Tasks for this exercise:
a: According to the passage on Shah Abu Nayeem Mominur Rahman, in what year was he appointed a Judge of the High Court of Bangladesh?
b: Print the passage on Shah Abu Nayeem Mominur Rahman from "Bangladeshi Judge" to "District Judge's Court.".
c: Carry on the passage on Shah Abu Nayeem Mominur Rahman from where it stops.

*** Opening of Passage shown ***

Justice of the High Court and Appellate Division of Bangladesh Supreme Court

Personal details
- Relations: Hannan Shah (brother)
- Parent: Fakir Abdul Mannan (father);
- Alma mater: University of Dhaka
- Profession: Judge

= Shah Abu Nayeem Mominur Rahman =

Bangladeshi Judge

Shah Abu Nayeem Mominur Rahman was a justice on the Appellate Division of Bangladesh Supreme Court. He resigned from the Supreme Court after being twice passed over from promotion.

== Early life ==
Mominur Rahman completed his undergraduate and graduate studies in physics in 1965 and 1966 respectively. He completed his law degree in 1970 from the University of Dhaka.

== Career ==
In 1972, Mominur Rahman started with law practice at the Dhaka District Judge's Court.

Mominur Rahman became a lawyer of the High Court Division in 1974.

In 1980, Mominur Rahman became a lawyer of the Appellate Division of Bangladesh Supreme Court.

Mominur Rahman was appointed a Judge of the High Court of Bangladesh in 1996.

In October 2007, Mominur Rahman and Justice Zubayer Rahman Chowdhury issued bail orders for Prime Minister Khaleda Zia. On 22 November 2007, Mominur Rahman and Justice Zubayer Rahman Chowdhury declared seeking the wealth statement of Prime Minister Sheikh Hasina by the Anti Corruption Commission to be illegal.

On 27 January 2008, Mominur Rahman and Justice Shahidul Islam issued an order asking the Caretaker Government why it should be directed to hold the stalled national elections. In February 2008, he and Justice Shahidul Islam, declared the proceedings of the case filled by Azam J Chowdhury against Prime Minister Sheikh Hasina illegal. On 17 March 2008, the chief justice stripped him of judicial powers.

*** Close of Passage shown ***
*** Opening of Records provided ***

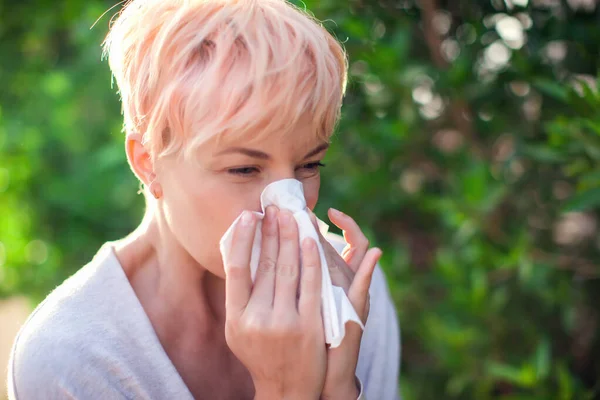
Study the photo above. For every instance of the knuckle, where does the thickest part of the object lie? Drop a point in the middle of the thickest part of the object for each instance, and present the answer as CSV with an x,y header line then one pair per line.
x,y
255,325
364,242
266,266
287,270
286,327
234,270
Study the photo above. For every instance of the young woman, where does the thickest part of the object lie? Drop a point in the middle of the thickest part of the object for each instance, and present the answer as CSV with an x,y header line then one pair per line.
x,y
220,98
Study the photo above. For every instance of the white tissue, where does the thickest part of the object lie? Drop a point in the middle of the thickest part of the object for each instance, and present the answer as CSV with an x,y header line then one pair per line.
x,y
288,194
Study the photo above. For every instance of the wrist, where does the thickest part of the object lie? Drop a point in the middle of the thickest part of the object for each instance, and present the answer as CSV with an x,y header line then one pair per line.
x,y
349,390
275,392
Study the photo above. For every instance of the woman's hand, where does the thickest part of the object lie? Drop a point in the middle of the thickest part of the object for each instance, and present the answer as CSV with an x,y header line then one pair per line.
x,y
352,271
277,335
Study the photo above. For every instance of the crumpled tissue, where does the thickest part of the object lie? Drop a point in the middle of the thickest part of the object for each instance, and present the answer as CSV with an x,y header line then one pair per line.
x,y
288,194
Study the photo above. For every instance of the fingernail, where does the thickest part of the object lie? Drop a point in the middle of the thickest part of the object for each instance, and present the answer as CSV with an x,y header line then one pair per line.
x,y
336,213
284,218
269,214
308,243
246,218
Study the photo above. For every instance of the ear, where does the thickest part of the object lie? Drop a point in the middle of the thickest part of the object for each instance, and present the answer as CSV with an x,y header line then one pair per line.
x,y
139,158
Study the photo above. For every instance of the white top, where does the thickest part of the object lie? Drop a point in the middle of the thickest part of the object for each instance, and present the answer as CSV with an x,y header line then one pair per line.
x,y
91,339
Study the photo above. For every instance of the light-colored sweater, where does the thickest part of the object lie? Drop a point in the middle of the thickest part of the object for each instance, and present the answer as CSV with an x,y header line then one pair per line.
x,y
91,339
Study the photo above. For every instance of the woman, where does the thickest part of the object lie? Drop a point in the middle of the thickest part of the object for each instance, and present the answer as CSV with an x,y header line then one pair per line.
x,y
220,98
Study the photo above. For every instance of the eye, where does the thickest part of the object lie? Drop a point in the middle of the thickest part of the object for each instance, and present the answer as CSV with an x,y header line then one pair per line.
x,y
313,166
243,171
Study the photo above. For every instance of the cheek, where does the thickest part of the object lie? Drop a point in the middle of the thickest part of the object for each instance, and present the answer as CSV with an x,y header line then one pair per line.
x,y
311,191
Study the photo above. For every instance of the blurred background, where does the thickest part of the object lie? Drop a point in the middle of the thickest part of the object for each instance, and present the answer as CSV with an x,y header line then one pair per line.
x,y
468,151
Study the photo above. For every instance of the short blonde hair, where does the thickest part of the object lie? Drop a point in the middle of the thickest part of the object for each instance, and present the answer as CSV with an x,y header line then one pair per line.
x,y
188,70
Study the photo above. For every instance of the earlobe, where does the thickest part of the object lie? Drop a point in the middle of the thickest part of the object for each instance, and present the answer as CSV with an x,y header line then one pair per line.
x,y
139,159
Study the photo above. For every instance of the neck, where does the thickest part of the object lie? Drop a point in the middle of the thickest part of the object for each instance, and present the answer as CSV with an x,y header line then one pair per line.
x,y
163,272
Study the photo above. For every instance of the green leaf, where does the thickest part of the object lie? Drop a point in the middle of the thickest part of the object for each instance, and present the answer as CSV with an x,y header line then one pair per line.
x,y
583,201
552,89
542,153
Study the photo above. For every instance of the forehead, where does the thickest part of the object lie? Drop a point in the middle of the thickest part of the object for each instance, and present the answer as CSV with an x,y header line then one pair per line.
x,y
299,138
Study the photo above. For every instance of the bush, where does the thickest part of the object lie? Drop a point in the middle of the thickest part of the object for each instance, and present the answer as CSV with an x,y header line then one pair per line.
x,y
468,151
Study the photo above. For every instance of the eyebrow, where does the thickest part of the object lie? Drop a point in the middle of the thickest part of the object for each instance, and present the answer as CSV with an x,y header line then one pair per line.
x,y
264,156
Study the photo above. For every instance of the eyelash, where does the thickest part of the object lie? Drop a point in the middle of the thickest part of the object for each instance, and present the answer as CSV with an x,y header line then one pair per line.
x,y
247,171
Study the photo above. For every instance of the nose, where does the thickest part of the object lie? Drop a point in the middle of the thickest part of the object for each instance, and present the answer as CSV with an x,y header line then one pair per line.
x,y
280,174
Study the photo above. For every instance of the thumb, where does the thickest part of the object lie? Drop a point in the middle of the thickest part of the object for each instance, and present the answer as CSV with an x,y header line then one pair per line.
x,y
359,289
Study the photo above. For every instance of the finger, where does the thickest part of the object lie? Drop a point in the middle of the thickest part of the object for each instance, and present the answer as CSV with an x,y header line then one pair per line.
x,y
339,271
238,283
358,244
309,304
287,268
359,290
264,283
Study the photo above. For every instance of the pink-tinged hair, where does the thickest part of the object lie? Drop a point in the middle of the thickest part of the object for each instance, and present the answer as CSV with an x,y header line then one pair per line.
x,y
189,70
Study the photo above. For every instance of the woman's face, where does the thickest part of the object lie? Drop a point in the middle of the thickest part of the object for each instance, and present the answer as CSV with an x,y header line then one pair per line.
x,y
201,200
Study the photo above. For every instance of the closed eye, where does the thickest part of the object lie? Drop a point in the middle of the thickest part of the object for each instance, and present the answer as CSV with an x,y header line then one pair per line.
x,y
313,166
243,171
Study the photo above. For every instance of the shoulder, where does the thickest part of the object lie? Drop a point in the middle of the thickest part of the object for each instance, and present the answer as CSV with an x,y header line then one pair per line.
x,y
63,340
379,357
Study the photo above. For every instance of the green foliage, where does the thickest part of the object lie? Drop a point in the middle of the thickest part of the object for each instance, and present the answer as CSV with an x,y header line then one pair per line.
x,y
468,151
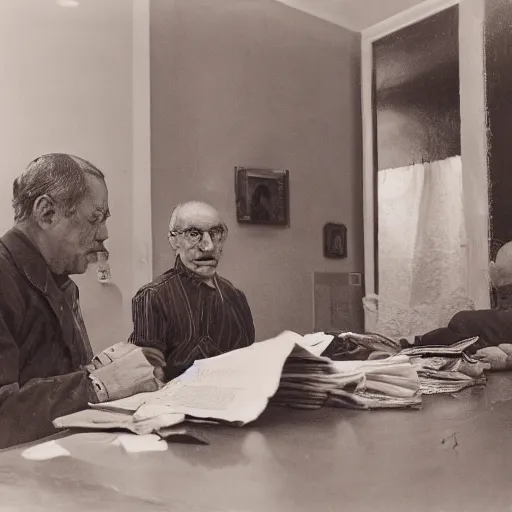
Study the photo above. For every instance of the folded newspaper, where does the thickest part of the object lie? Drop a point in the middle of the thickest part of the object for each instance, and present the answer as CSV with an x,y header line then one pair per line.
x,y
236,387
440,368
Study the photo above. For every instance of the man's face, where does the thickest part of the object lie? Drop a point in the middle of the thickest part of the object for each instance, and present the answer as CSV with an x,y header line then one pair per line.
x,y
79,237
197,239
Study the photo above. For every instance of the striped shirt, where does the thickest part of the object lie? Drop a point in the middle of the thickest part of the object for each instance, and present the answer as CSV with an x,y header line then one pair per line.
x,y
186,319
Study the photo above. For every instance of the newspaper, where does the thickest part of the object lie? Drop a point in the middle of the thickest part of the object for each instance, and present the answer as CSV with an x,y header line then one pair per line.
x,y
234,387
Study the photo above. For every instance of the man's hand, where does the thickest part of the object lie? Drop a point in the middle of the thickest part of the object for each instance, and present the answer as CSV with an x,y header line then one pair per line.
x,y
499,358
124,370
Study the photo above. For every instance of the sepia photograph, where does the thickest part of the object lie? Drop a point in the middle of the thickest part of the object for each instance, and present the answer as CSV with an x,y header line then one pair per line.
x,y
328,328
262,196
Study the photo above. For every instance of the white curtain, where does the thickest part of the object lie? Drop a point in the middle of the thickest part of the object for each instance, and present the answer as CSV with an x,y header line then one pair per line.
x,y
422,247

*** Close of Records provided ***

Responses for each task:
a: 1996

b:
Bangladeshi Judge

Shah Abu Nayeem Mominur Rahman was a justice on the Appellate Division of Bangladesh Supreme Court. He resigned from the Supreme Court after being twice passed over from promotion.

== Early life ==
Mominur Rahman completed his undergraduate and graduate studies in physics in 1965 and 1966 respectively. He completed his law degree in 1970 from the University of Dhaka.

== Career ==
In 1972, Mominur Rahman started with law practice at the Dhaka District Judge's Court.

c:
In 2009, Mominur Rahman was made a judge in the Appellate Division of Bangladesh Supreme Court.

In 2010, Justice A. B. M. Khairul Haque was appointed Chief Justice of Bangladesh despite Mominur Rahman being the most senior judge in the Appellate Division and next in line to become the Chief Justice.

Mominur Rahman was the senior most judge on the justice on the Appellate Division of Bangladesh Supreme Court and was next in line to become the 20th Chief Justice of Bangladesh in 2011. Rather than appoint him Chief Justice, the government of Bangladesh appointed Md. Muzammel Hossain. Mominur Rahman is the younger brother of Bangladesh Nationalist Party politician Hannan Shah and his promotion was twice ignored by the Awami League government. He resigned from the Supreme Court after being ignored for the a promotion for the second time.

In 2025, he served as the head of judiciary reform commission.